GIVEN EXERCISE >> Could you write out the records from the line with "Where is the light" to the line with "[0,111,22,373]", both included, keeping the requests and shifting every bounding-box coordinate in the answers up by 49?

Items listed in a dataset
━━━━━━━━

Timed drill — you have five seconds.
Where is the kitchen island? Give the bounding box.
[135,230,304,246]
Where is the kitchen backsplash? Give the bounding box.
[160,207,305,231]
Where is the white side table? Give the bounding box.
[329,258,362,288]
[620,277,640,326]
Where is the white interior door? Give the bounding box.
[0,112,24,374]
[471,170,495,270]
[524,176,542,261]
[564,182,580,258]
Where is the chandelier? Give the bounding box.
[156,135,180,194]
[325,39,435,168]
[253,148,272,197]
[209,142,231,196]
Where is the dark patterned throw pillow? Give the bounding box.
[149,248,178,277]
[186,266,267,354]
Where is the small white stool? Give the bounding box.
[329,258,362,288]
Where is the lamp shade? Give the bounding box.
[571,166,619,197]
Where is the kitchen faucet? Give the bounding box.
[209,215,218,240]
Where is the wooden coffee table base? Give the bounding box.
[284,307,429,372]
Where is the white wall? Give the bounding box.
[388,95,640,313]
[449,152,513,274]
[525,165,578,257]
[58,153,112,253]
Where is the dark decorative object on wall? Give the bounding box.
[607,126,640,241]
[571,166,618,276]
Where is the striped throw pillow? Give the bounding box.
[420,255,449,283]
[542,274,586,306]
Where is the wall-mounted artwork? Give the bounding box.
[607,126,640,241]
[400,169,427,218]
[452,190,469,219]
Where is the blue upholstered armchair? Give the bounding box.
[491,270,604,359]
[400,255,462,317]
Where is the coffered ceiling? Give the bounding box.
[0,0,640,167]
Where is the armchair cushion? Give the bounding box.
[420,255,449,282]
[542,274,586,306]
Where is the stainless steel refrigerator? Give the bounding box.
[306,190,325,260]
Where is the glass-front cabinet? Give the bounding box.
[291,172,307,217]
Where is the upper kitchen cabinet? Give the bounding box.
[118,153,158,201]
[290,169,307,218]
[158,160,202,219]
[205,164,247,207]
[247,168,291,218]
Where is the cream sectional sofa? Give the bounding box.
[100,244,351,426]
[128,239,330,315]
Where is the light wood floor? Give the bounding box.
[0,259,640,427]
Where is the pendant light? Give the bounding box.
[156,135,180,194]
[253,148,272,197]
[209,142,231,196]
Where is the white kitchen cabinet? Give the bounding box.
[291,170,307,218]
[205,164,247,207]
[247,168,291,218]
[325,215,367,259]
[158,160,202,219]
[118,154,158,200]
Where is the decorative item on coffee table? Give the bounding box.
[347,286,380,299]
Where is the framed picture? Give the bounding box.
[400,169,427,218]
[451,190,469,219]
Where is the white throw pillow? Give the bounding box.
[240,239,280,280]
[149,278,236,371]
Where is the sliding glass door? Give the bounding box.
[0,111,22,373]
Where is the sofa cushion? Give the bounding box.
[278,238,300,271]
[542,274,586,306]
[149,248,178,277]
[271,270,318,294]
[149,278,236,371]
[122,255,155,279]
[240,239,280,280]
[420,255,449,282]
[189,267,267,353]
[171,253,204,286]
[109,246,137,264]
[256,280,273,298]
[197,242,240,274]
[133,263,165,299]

━━━━━━━━

RESULT >>
Where is the light wood floor? Give the bounding box.
[49,308,689,476]
Where is the pendant light? Give the bounding box.
[205,184,229,243]
[302,197,321,246]
[258,191,280,245]
Where is the white kitchen cabinet? Give the bounding box.
[340,219,356,267]
[254,213,296,256]
[296,217,340,267]
[374,264,416,308]
[207,209,251,268]
[167,203,207,249]
Where is the decorative item on coffee table? Give the bounding box.
[396,335,429,348]
Where is the framed picture? Give the bounding box.
[449,218,476,267]
[500,239,518,268]
Where is the white throw pillow? Give the bounding box.
[289,288,329,329]
[198,327,285,420]
Where is the sliding glass door? Give the bounding box.
[49,160,71,422]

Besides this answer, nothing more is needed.